Last year, when reviewing an outstanding CD of choral and organ music by Francis Pott I commented that I couldn’t wait to hear the recording of his new work, The Cloud of Unknowing, which he had written for the Vasari Singers and which they premièred in 2006. Well, here it is on disc.
 
In fact this very substantial new work was originally intended to be much more modest in scale. It was one of ten short anthems commissioned by Jeremy Backhouse and the Vasari Singers to celebrate the choir’s twenty-fifth anniversary in 2005. The other nine commissioned pieces were all recorded by the choir on a very fine CD, Anthems for the 21st Century (see review) but Francis Pott’s contribution was at that time incomplete for he had found that his inspiration needed a much bigger canvass.
 
Eventually The Cloud of Unknowing became a major work for tenor solo, mixed choir and organ, lasting nearly an hour and a half. The composer assembled his own libretto, drawing on a variety of texts. These include several of the Psalms; verses from the Old Testament Book of Joel; from the Book of Revelation; and from several poets. Among the selected poets are Thomas Traherne (1636-1674); William Blake (1757-1827); the English war poets, Wilfred Owen (1893-1918) and Isaac Rosenberg (1890-1918); the Frenchman, René Arcos (1881-1959); and the Cretan poet and Nobel Prize winner, Odysseus Elytis (1911-1996). Finally, and crucially, in the concluding section of the work Pott uses words from the anonymous fourteenth century English mystical tract, which gives its name to the whole piece. 
 
It would be unduly simplistic to describe The Cloud of Unknowing as an anti-war piece. However, it treats of and protests against man’s inhumanity to man, which is often manifested through warfare. As such, it seems to me to follow in a noble lineage that includes Dona Nobis Pacem by Vaughan Williams and Britten’s War Requiem. The first music to be composed was the setting of Psalm 23, with which the first of the work’s two parts closes. This was a direct response to the 2004 massacre at Beslan in Northern Ossetia when over three hundred people, 186 of them children, perished in a school siege involving Chechen separatists. In due course Pott moved on from this modest setting (it lasts about nine minutes) to a much more extended musical canvass in which he considers human cruelty and suffering in music that is often both graphic and harrowing. Tellingly, although the score is dedicated to Pott’s wife it also bears the following inscription: In memoriam: Margaret Hassan and all innocent lives lost in or beyond Iraq.  Of this inscription the composer comments in his booklet note: “Invocation of one of Iraq’s more grievous individual losses is emblematic, and made without permission; the sentiment behind it one of personal revulsion at the hollow eulogies of western leaders mired in blood no less than those they would condemn.”

Dataset extract>
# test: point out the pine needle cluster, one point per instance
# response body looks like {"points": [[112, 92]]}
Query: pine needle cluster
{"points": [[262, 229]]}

Problem set>
A: Rewrite the passage of the review of The Cloud of Unknowing from "In fact this" up to and including "much bigger canvass.", substituting "ensemble" for "choir".
B: State whether each statement agrees with the review, answering yes or no and quoting the words that decide it: (i) The Cloud of Unknowing lasts nearly an hour and a half. (ii) The setting of Psalm 23 closes the second part of the work. (iii) The score is dedicated to Margaret Hassan.

Solutions>
A:
In fact this very substantial new work was originally intended to be much more modest in scale. It was one of ten short anthems commissioned by Jeremy Backhouse and the Vasari Singers to celebrate the ensemble’s twenty-fifth anniversary in 2005. The other nine commissioned pieces were all recorded by the ensemble on a very fine CD, Anthems for the 21st Century (see review) but Francis Pott’s contribution was at that time incomplete for he had found that his inspiration needed a much bigger canvass.

B:
(i) Yes: "lasting nearly an hour and a half."
(ii) No: "the setting of Psalm 23, with which the first of the work’s two parts closes."
(iii) No: "the score is dedicated to Pott’s wife."